(EXERCISE DETAILS) Output the line with "target | windshield wiper" and every line below it until the listing ends, exactly as written and with nothing added.
-=-=-
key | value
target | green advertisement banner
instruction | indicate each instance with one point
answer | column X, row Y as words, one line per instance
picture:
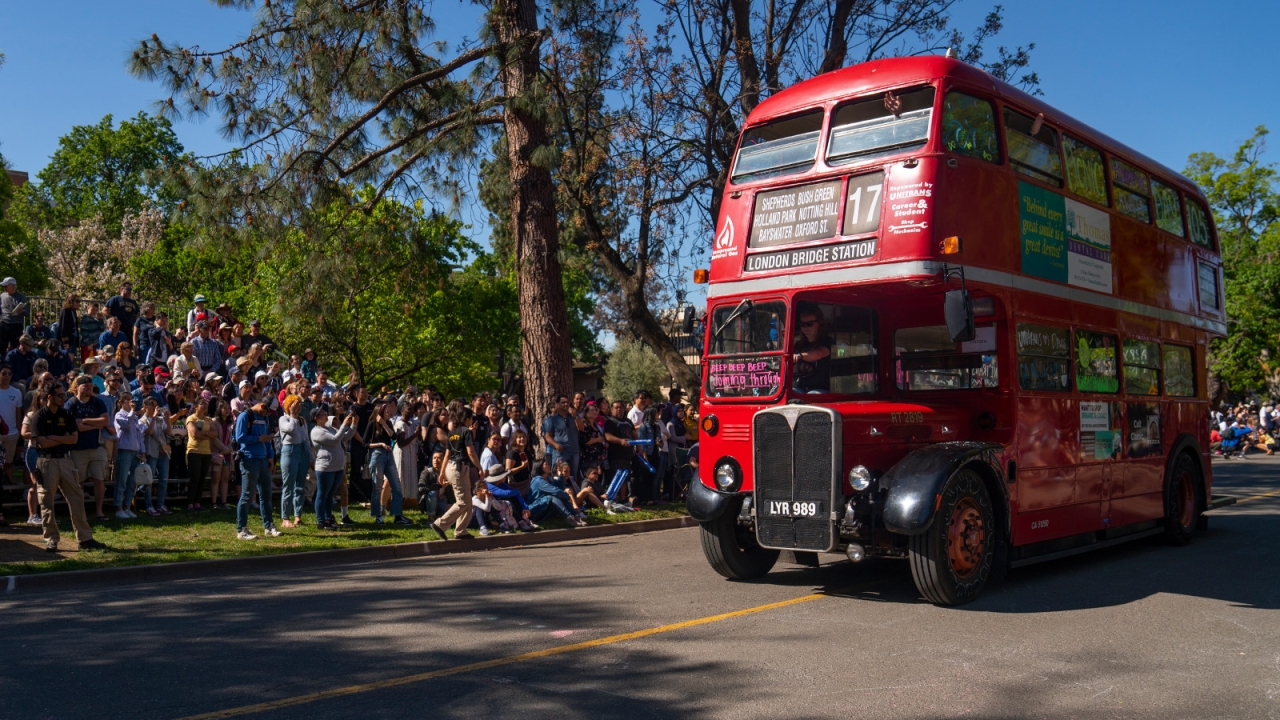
column 1042, row 217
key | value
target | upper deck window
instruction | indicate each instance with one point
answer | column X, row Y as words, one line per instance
column 1197, row 219
column 880, row 126
column 1169, row 210
column 1086, row 174
column 969, row 127
column 1133, row 190
column 1033, row 154
column 781, row 147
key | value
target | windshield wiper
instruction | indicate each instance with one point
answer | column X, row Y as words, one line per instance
column 741, row 308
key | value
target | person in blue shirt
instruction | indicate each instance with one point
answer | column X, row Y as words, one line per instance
column 252, row 436
column 112, row 336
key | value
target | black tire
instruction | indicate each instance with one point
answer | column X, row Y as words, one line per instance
-=-=-
(WORKED SOLUTION)
target | windshield wiper
instruction | indicate each instance with one point
answer | column X, row Y as words, one line per instance
column 741, row 308
key | value
target | person in blue shirt
instruction | indicate each instance with one point
answer | column X, row Y as words, one line per instance
column 252, row 436
column 112, row 336
key | value
target | black tire
instruction | indicate each instance with one point
answer | column X, row Y as words, one line per instance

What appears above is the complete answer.